» **TEXT SHOWN**:

- - - - - - -

On Wed, Jul 24, 2019 at 12:28:50PM +0530, Anshuman Khandual wrote:
> On 07/23/2019 04:26 PM, Mark Rutland wrote:
> > On Mon, Jul 15, 2019 at 11:47:47AM +0530, Anshuman Khandual wrote:
> >> This series enables memory hot remove on arm64 after fixing a memblock
> >> removal ordering problem in generic try_remove_memory() and a possible
> >> arm64 platform specific kernel page table race condition. This series
> >> is based on linux-next (next-20190712).
> >>
> >> Concurrent vmalloc() and hot-remove conflict:
> >>
> >> As pointed out earlier on the v5 thread [2] there can be potential conflict
> >> between concurrent vmalloc() and memory hot-remove operation. This can be
> >> solved or at least avoided with some possible methods. The problem here is
> >> caused by inadequate locking in vmalloc() which protects installation of a
> >> page table page but not the walk or the leaf entry modification.
> >>
> >> Option 1: Making locking in vmalloc() adequate
> >>
> >> Current locking scheme protects installation of page table pages but not the
> >> page table walk or leaf entry creation which can conflict with hot-remove.

- - - - - - -

» **STORED RECORDS**:

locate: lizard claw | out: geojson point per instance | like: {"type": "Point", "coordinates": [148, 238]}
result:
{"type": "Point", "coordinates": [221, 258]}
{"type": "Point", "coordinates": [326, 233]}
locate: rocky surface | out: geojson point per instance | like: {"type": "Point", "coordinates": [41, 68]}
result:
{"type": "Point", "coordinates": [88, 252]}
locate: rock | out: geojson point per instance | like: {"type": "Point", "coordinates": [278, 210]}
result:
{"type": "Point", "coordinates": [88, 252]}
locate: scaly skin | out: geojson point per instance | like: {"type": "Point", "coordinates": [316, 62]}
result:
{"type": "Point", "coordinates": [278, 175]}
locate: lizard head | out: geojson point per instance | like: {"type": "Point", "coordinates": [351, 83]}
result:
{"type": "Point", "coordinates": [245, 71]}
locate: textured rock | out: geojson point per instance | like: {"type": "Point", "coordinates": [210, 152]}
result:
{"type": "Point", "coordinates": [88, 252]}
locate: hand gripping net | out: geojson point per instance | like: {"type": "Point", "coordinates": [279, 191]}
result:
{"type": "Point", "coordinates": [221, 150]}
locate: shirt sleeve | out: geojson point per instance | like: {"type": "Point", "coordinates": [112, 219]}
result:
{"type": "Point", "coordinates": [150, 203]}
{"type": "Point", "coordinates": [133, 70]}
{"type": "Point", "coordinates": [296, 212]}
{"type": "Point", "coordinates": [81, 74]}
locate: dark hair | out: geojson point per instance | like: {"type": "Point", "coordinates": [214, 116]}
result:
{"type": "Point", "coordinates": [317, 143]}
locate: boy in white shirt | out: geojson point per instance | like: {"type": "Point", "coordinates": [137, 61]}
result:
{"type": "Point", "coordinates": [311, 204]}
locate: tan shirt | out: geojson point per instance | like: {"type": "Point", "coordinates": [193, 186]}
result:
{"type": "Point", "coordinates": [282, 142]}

- - - - - - -

» **EXERCISE A**: Reproduce the entries starting with the line containing "locate: boy in" and going on through the end of the entries.
» **EXERCISE B**: Carry on the message about memory hot remove on arm64 from the point where it stops.

» **EXERCISE RESULT A**:
locate: boy in white shirt | out: geojson point per instance | like: {"type": "Point", "coordinates": [137, 61]}
result:
{"type": "Point", "coordinates": [311, 204]}
locate: tan shirt | out: geojson point per instance | like: {"type": "Point", "coordinates": [193, 186]}
result:
{"type": "Point", "coordinates": [282, 142]}

» **EXERCISE RESULT B**:
> >> This scheme is sufficient for now as vmalloc() works on mutually exclusive
> >> ranges which can proceed concurrently only if their shared page table pages
> >> can be created while inside the lock. It achieves performance improvement
> >> which will be compromised if entire vmalloc() operation (even if with some
> >> optimization) has to be completed under a lock.
> >>
> >> Option 2: Making sure hot-remove does not happen during vmalloc()
> >>
> >> Take mem_hotplug_lock in read mode through [get|put]_online_mems() constructs
> >> for the entire duration of vmalloc(). It protects from concurrent memory hot
> >> remove operation and does not add any significant overhead to other concurrent
> >> vmalloc() threads. It solves the problem in right way unless we do not want to
> >> extend the usage of mem_hotplug_lock in generic MM.
> >>
> >> Option 3: Memory hot-remove does not free (conflicting) page table pages
> >>
> >> Don't not free page table pages (if any) for vmemmap mappings after unmapping
> >> it's virtual range. The only downside here is that some page table pages might
> >> remain empty and unused until next memory hot-add operation of the same memory
> >> range.
> >>
> >> Option 4: Dont let vmalloc and vmemmap share intermediate page table pages
> >>
> >> The conflict does not arise if vmalloc and vmemap range do not share kernel
> >> page table pages to start with. If such placement can be ensured in platform
> >> kernel virtual address layout, this problem can be successfully avoided.
> >>
> >> There are two generic solutions (Option 1 and 2) and two platform specific
> >> solutions (Options 2 and 3). This series has decided to go with (Option 3)
> 
> s/Option 2 and 3/Option 3 and 4/
> 
> >> which requires minimum changes while self-contained inside the functionality.
> > 
> > ... while also leaking memory, right?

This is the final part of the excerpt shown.